▶ _TO BE DONE_:
Lay out the part of the data that opens with the line containing "Task: mark the wooden railing" and closes with the line containing "[[198, 333], [402, 343]]" as a Markdown table with the columns Row and Line, skipping blank lines. Include only those lines.

▶ _SOURCE DATA_:
** BEGIN **

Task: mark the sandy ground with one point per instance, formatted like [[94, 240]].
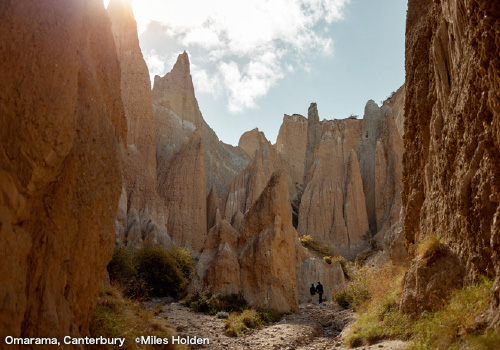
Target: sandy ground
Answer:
[[314, 327]]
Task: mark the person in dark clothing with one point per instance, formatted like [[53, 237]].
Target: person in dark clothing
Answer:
[[319, 290], [312, 290]]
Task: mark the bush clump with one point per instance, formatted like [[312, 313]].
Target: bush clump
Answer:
[[356, 292], [237, 324], [151, 271], [211, 303]]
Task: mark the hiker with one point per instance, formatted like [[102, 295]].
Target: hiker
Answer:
[[319, 290], [312, 290]]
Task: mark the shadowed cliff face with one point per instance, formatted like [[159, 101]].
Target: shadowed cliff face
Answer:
[[61, 122], [141, 213], [452, 130]]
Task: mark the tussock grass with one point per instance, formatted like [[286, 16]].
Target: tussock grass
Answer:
[[211, 303], [320, 248], [151, 271], [459, 325], [117, 316], [357, 290]]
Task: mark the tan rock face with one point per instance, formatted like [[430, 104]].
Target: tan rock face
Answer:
[[312, 271], [267, 250], [252, 141], [260, 255], [451, 170], [248, 185], [60, 181], [143, 214], [333, 208], [430, 281], [291, 146], [183, 191], [314, 132]]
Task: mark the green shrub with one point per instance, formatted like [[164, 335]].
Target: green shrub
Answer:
[[163, 273], [454, 326], [210, 303], [356, 291], [117, 316]]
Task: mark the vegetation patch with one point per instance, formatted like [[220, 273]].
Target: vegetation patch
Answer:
[[117, 316], [151, 271], [375, 296], [238, 323]]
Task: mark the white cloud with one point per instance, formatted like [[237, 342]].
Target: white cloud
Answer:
[[244, 47], [255, 81]]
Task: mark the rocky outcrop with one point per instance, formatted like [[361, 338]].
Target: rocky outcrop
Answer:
[[183, 190], [260, 256], [291, 146], [142, 214], [451, 172], [248, 185], [314, 131], [177, 115], [60, 172], [312, 271], [333, 208], [380, 154], [267, 250], [219, 265], [252, 141]]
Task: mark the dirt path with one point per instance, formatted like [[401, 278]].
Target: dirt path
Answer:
[[315, 327]]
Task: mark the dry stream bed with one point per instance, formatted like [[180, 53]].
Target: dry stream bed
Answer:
[[315, 327]]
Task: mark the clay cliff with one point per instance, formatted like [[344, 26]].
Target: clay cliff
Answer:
[[291, 146], [141, 213], [62, 124], [262, 256], [451, 173], [190, 158], [177, 114], [332, 208]]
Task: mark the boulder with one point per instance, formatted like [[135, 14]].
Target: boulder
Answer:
[[312, 271]]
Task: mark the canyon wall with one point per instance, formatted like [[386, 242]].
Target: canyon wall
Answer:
[[451, 174], [62, 123]]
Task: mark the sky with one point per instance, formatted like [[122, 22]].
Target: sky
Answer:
[[252, 61]]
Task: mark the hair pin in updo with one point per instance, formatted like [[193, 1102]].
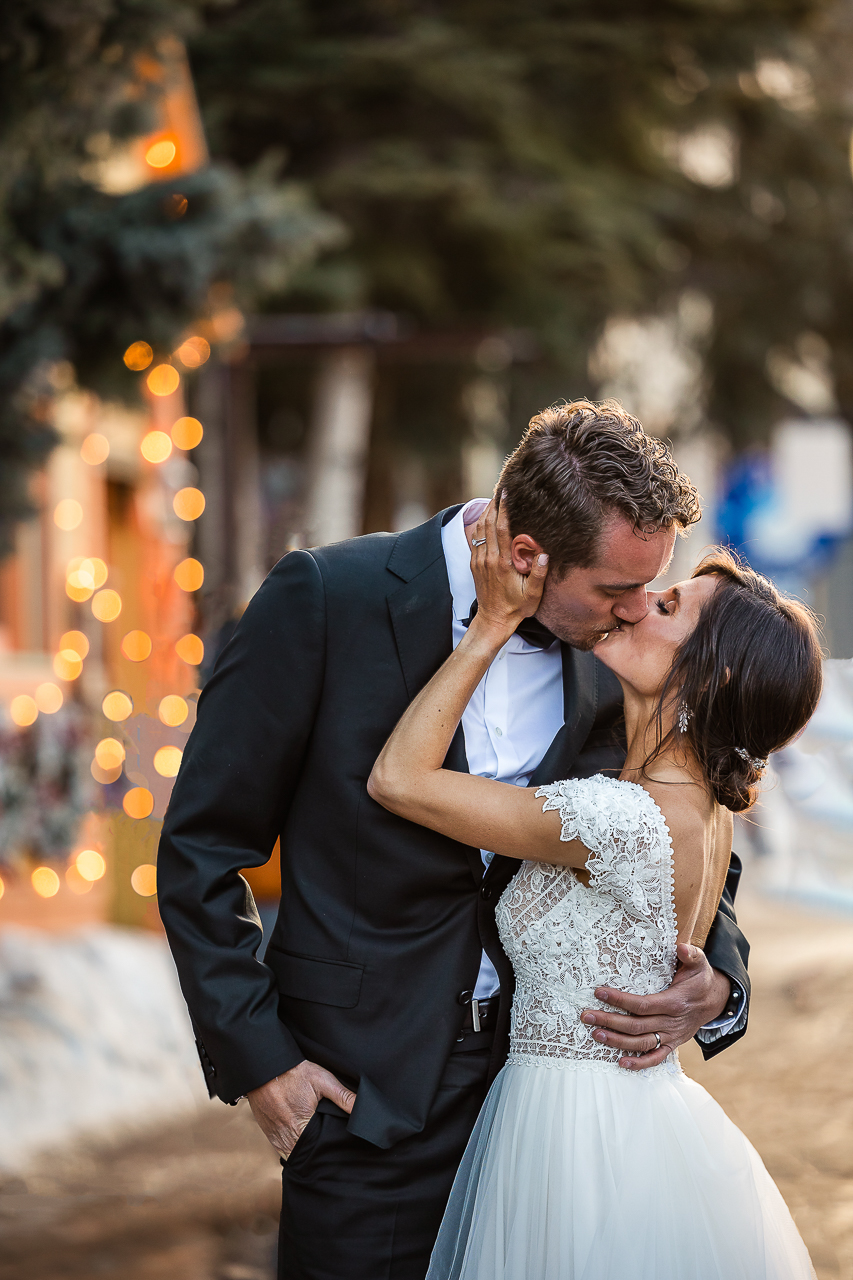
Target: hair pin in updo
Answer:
[[752, 760]]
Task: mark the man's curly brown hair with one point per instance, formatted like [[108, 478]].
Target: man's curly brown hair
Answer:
[[580, 464]]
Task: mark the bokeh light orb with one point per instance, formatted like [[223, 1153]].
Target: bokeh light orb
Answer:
[[162, 154], [90, 864], [68, 515], [23, 711], [109, 753], [74, 640], [190, 575], [173, 711], [138, 356], [49, 698], [106, 606], [68, 664], [190, 649], [187, 433], [194, 352], [144, 881], [137, 803], [136, 645], [155, 447], [104, 776], [163, 380], [167, 760], [188, 503], [117, 705], [45, 881], [95, 449]]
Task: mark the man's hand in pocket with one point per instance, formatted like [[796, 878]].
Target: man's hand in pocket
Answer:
[[283, 1106]]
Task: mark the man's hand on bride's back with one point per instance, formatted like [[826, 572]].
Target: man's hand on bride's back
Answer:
[[697, 995], [283, 1106], [509, 574]]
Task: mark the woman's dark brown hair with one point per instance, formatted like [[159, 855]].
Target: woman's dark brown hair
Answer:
[[747, 679]]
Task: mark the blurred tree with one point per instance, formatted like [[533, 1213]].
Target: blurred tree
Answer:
[[551, 163], [85, 273]]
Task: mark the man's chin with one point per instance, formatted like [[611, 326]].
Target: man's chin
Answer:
[[583, 641]]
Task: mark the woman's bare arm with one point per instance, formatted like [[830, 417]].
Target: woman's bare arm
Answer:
[[409, 778]]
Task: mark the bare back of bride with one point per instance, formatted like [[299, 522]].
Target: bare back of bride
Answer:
[[582, 1159]]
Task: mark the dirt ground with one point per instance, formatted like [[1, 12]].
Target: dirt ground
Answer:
[[199, 1202]]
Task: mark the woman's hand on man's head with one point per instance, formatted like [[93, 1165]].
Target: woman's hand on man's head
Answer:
[[509, 579]]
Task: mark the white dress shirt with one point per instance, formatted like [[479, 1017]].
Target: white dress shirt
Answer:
[[516, 709], [514, 716]]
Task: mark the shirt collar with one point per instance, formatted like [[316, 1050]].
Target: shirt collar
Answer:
[[457, 554]]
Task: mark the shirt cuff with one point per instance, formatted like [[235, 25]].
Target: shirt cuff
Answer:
[[726, 1023]]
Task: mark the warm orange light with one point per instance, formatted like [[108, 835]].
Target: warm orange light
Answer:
[[45, 881], [188, 503], [23, 711], [106, 606], [190, 575], [104, 776], [68, 515], [117, 705], [100, 572], [172, 711], [136, 645], [74, 640], [186, 433], [68, 664], [138, 356], [190, 649], [95, 449], [144, 881], [167, 760], [76, 882], [162, 154], [194, 352], [83, 574], [49, 698], [90, 864], [137, 803], [163, 380], [155, 447], [109, 754]]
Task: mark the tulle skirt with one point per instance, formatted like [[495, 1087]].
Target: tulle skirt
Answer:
[[585, 1171]]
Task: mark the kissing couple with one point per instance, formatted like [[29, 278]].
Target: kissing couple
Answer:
[[502, 773]]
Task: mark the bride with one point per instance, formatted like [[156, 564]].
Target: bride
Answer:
[[583, 1166]]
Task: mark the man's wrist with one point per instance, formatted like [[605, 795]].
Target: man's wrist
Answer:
[[731, 1008]]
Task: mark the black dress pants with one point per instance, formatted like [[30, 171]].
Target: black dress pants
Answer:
[[351, 1211]]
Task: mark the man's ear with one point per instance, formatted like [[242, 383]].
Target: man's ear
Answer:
[[524, 552]]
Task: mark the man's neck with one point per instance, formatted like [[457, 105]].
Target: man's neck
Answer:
[[471, 515]]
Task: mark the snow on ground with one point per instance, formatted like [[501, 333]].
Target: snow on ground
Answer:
[[95, 1040]]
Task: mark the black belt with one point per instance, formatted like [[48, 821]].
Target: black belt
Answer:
[[480, 1015]]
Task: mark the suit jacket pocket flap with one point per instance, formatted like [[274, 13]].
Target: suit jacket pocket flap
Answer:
[[325, 982]]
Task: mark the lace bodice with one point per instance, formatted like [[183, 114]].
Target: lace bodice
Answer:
[[565, 937]]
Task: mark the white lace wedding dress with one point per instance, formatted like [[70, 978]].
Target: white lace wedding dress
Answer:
[[578, 1169]]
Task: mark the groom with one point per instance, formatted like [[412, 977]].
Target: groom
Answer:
[[366, 1040]]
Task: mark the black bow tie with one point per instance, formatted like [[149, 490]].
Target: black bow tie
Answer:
[[534, 632]]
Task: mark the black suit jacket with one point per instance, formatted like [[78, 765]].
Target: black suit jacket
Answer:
[[381, 922]]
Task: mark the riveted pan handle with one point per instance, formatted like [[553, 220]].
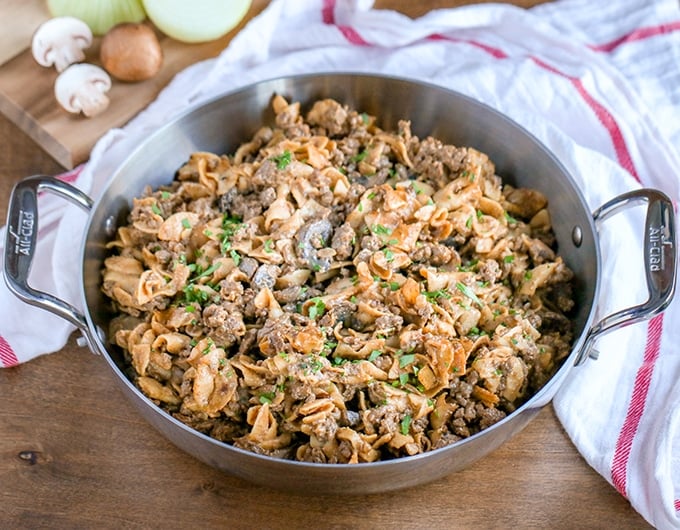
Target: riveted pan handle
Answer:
[[660, 261], [21, 238]]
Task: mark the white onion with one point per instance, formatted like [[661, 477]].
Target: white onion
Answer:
[[196, 20], [100, 15]]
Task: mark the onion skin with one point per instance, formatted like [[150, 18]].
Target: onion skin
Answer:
[[194, 21], [131, 52], [99, 15]]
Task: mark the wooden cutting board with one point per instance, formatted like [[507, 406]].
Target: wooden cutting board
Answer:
[[26, 89]]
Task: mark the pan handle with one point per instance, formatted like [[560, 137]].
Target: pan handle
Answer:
[[20, 242], [660, 262]]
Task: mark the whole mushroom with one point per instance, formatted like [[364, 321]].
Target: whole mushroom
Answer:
[[60, 42], [83, 88]]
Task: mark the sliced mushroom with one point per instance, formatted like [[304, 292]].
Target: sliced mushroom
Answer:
[[60, 42], [83, 88]]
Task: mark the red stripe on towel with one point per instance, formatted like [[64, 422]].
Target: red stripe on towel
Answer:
[[655, 326], [636, 407], [603, 116], [494, 52], [350, 34], [637, 35], [7, 356]]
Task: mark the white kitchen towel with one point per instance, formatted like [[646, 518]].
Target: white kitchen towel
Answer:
[[597, 82]]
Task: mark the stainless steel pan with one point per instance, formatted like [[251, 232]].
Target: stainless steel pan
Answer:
[[222, 124]]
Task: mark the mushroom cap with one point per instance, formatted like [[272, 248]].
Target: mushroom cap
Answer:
[[60, 41], [82, 88]]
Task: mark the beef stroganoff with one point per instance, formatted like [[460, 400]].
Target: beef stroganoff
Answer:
[[333, 292]]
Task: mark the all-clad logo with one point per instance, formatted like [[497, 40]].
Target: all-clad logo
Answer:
[[657, 241], [24, 233]]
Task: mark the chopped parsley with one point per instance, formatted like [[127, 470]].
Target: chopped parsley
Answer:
[[267, 397], [381, 230], [360, 156], [405, 425], [407, 359], [469, 293], [317, 308], [433, 296]]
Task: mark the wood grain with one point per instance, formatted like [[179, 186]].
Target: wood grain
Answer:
[[75, 454], [27, 97]]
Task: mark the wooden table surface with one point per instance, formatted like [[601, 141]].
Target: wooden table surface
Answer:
[[74, 453]]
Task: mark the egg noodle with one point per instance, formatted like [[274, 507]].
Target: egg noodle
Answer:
[[333, 292]]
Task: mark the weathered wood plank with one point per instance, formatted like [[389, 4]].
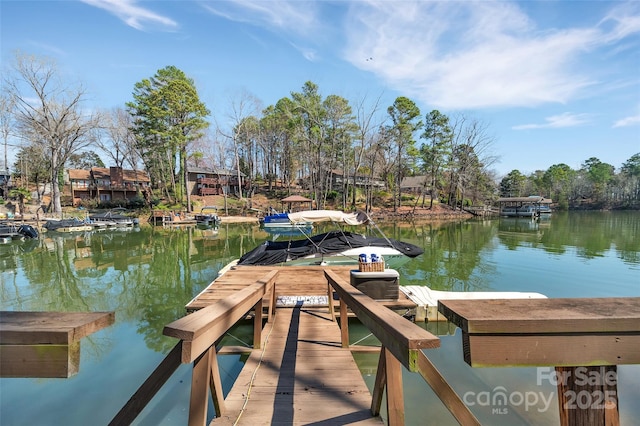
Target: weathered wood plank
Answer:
[[293, 381], [538, 316], [149, 388], [482, 350], [395, 333], [46, 361], [57, 328]]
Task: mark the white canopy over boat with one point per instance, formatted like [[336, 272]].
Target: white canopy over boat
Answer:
[[357, 218]]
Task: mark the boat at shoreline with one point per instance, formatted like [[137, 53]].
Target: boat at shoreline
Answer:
[[111, 220], [532, 206], [67, 225], [11, 231]]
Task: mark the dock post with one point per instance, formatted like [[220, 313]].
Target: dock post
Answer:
[[588, 395]]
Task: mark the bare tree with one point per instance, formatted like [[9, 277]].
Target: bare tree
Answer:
[[118, 141], [241, 107], [50, 113], [7, 105], [368, 124], [471, 157]]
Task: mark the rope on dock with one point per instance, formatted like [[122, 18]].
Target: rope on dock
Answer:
[[253, 375]]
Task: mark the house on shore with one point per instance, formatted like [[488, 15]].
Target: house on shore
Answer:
[[107, 185], [414, 184], [201, 181]]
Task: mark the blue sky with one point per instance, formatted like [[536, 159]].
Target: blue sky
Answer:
[[553, 81]]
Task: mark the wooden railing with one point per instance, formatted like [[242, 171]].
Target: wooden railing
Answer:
[[402, 345], [198, 334]]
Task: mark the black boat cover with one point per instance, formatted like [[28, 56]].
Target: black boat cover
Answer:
[[275, 252]]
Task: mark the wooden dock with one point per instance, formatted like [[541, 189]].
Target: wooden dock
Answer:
[[301, 376], [300, 369], [308, 281], [292, 379]]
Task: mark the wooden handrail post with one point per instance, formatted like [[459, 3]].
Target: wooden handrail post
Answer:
[[272, 303], [215, 383], [395, 395], [200, 381], [588, 395], [379, 384], [257, 325], [330, 301]]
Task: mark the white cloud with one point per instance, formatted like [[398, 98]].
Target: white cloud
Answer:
[[132, 14], [462, 55], [566, 119], [628, 121], [288, 16]]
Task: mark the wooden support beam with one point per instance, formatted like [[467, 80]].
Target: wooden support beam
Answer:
[[525, 350], [588, 395], [344, 324], [330, 302], [40, 361], [215, 384], [202, 328], [445, 392], [584, 339], [149, 388], [200, 382], [55, 328], [395, 394], [400, 336], [379, 384], [257, 325]]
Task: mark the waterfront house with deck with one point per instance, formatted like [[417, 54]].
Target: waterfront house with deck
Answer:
[[201, 181], [532, 206], [106, 184]]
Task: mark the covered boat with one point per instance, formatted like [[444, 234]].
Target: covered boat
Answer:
[[331, 248], [110, 219], [208, 217], [306, 218]]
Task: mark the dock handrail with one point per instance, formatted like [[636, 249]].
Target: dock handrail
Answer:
[[198, 333], [402, 343]]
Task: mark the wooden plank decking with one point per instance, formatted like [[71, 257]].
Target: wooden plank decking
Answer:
[[302, 376], [291, 281]]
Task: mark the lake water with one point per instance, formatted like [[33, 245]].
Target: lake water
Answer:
[[147, 276]]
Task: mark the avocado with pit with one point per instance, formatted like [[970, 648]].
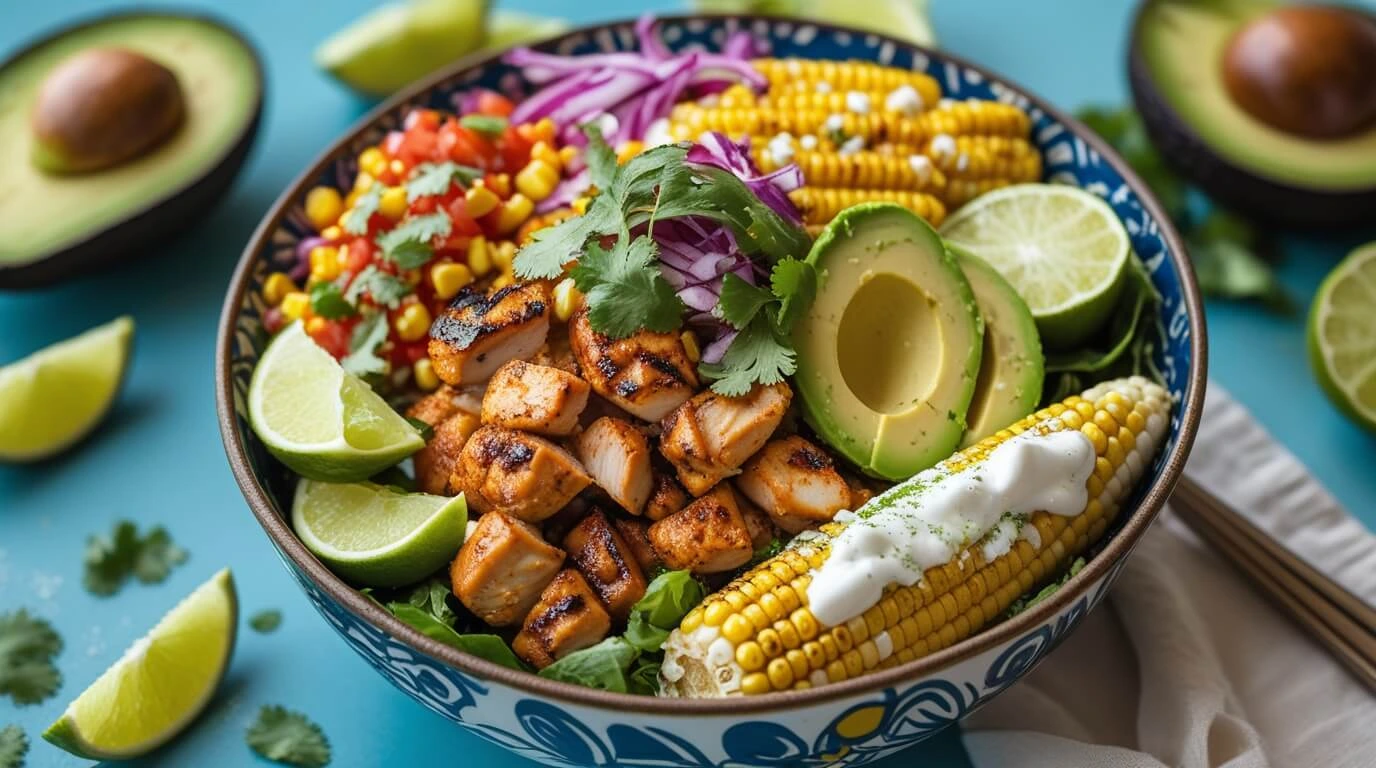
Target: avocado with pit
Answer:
[[1269, 108], [114, 134], [1012, 366], [889, 351]]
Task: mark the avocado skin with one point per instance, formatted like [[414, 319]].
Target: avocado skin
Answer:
[[160, 219], [1226, 182]]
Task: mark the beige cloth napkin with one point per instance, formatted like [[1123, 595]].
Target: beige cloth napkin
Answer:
[[1186, 665]]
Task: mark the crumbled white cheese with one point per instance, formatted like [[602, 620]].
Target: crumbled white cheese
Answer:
[[904, 99]]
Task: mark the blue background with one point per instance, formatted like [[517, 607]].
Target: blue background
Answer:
[[158, 459]]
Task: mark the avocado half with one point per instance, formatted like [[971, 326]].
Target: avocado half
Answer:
[[889, 351], [59, 226], [1177, 77]]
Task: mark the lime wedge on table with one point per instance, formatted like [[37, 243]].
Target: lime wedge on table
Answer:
[[321, 421], [160, 684], [1061, 248], [55, 397], [1342, 335], [377, 536]]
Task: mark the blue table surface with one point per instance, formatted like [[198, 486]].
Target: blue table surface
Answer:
[[158, 460]]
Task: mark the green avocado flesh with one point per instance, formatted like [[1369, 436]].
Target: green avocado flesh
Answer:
[[889, 353], [1182, 44], [1012, 368], [40, 212]]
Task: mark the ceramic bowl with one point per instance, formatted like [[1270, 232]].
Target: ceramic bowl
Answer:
[[851, 723]]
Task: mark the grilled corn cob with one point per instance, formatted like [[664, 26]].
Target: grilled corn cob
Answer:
[[758, 633]]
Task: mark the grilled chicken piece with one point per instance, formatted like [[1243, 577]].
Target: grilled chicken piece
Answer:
[[796, 483], [479, 332], [712, 435], [567, 618], [617, 456], [535, 398], [607, 562], [666, 497], [502, 567], [709, 536], [636, 534], [647, 373], [519, 474]]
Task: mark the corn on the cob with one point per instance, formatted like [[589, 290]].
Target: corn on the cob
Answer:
[[758, 633]]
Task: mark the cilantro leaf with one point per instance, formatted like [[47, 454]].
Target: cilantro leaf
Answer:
[[435, 178], [112, 560], [14, 745], [625, 291], [266, 621], [26, 648], [363, 208], [409, 244], [289, 738]]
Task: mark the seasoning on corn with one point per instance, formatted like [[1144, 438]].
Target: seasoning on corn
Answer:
[[760, 632]]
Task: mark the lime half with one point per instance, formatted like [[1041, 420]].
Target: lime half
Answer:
[[377, 536], [55, 397], [1062, 249], [319, 420], [160, 684], [1342, 335]]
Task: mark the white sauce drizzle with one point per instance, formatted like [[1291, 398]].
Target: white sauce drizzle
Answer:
[[929, 519]]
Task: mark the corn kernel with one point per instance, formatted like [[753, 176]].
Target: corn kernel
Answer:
[[567, 299], [449, 278], [295, 304], [479, 258], [424, 372], [392, 203], [277, 286], [412, 324], [480, 201], [512, 212], [324, 207]]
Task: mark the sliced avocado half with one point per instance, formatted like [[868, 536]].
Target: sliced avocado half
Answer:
[[889, 353], [1012, 368], [1189, 84], [52, 226]]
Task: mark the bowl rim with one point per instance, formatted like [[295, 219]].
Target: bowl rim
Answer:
[[285, 540]]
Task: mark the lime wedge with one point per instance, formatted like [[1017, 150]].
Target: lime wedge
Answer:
[[160, 684], [55, 397], [398, 43], [377, 536], [1342, 336], [319, 420], [1062, 249]]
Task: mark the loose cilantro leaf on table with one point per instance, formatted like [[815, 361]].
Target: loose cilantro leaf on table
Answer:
[[289, 738], [28, 646], [110, 560]]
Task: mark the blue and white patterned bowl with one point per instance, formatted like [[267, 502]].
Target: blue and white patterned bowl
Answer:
[[849, 723]]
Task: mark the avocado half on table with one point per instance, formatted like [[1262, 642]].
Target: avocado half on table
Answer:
[[116, 132], [1269, 108]]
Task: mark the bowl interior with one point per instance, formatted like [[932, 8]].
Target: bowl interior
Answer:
[[1071, 156]]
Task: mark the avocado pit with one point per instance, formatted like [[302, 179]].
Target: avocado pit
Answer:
[[101, 108], [1307, 70]]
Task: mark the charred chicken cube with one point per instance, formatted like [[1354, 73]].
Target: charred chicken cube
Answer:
[[606, 560], [502, 567], [709, 536], [646, 373], [479, 332], [516, 472], [796, 483], [567, 618], [535, 398], [617, 456], [666, 497], [712, 435]]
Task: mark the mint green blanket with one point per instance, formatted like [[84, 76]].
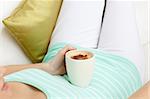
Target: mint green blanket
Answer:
[[114, 77]]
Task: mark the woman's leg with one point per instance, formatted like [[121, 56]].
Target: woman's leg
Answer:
[[119, 33], [79, 22]]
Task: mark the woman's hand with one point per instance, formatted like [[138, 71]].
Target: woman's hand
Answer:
[[57, 65]]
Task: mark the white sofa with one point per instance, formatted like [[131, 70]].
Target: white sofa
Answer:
[[11, 53]]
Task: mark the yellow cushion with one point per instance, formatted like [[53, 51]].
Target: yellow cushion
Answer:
[[32, 24]]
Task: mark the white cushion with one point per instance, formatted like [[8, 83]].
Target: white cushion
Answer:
[[79, 23]]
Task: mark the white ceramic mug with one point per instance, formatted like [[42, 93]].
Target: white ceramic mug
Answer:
[[80, 71]]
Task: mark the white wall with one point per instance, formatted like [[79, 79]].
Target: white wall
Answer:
[[141, 8], [10, 52]]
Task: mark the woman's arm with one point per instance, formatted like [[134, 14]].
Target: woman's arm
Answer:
[[55, 66], [142, 93], [14, 68]]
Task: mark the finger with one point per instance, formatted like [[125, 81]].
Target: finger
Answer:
[[2, 71], [1, 83]]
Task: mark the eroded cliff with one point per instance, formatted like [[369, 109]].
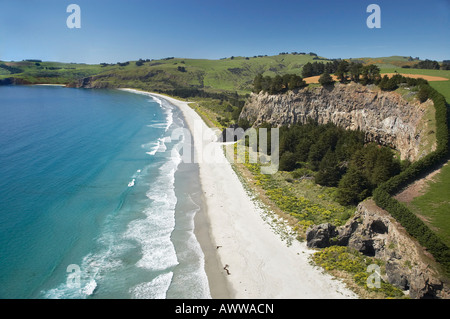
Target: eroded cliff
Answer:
[[385, 117]]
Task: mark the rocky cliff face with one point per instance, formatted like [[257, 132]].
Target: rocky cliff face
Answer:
[[375, 233], [385, 117]]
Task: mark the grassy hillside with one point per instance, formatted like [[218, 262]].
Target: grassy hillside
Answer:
[[230, 74]]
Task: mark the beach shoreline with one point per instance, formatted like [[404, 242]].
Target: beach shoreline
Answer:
[[244, 257]]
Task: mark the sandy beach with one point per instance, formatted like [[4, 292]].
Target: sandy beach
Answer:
[[244, 257]]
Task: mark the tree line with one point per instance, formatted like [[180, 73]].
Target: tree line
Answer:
[[336, 157]]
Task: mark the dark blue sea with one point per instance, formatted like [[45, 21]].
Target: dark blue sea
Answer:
[[90, 202]]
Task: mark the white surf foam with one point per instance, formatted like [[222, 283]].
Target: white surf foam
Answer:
[[155, 289]]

** END **

▶ _RESPONSE FOR THIS EXERCISE_:
| Row | Line |
|---|---|
| 1 | Task: mark the wooden railing with one point per instance, formatted like [[242, 171]]. |
| 2 | Target: wooden railing |
| 3 | Answer: |
| 4 | [[402, 345], [198, 334]] |
| 5 | Task: mark the black boat cover with one point per instance, formatted like [[28, 56]]. |
| 6 | Target: black boat cover |
| 7 | Answer: |
| 8 | [[275, 252]] |
| 9 | Task: mark the wooden dock with one point per instance, formatted like [[541, 189]]. |
| 10 | Target: wooden dock |
| 11 | Answer: |
| 12 | [[301, 376], [300, 369], [308, 281], [292, 379]] |
| 13 | Task: mark the wooden handrail post with one point per instance, formatted like [[459, 3]]. |
| 14 | Target: wooden handrail post |
| 15 | Answer: |
| 16 | [[272, 303], [215, 383], [395, 395], [200, 381], [588, 395], [379, 384], [257, 325], [330, 301]] |
| 17 | Task: mark the white cloud with one point per instance, formatted like [[398, 98]]. |
| 18 | Target: white cloud |
| 19 | Answer: |
| 20 | [[132, 14], [462, 55], [566, 119], [628, 121], [288, 16]] |
| 21 | Task: mark the wooden support beam with one point per instance, formatted like [[467, 80]]. |
| 22 | Target: wooden support beam |
| 23 | Answer: |
| 24 | [[525, 350], [588, 395], [344, 324], [330, 302], [40, 361], [215, 384], [202, 328], [445, 392], [584, 339], [149, 388], [200, 382], [55, 328], [395, 394], [400, 336], [379, 384], [257, 325]] |
| 25 | Task: mark the waterfront house with deck with one point per instance, formatted like [[417, 54]]. |
| 26 | Target: waterfront house with deck |
| 27 | Answer: |
| 28 | [[201, 181], [532, 206], [106, 184]] |
| 29 | Task: mark the covered boat with one point per instance, formatted like [[444, 234]]. |
| 30 | Target: covered boat |
| 31 | Answer: |
| 32 | [[331, 248], [110, 219], [208, 217], [306, 218]] |
| 33 | Task: mark the dock handrail with one point per instance, formatted like [[636, 249]]. |
| 34 | Target: dock handrail |
| 35 | Answer: |
| 36 | [[198, 333], [402, 343]] |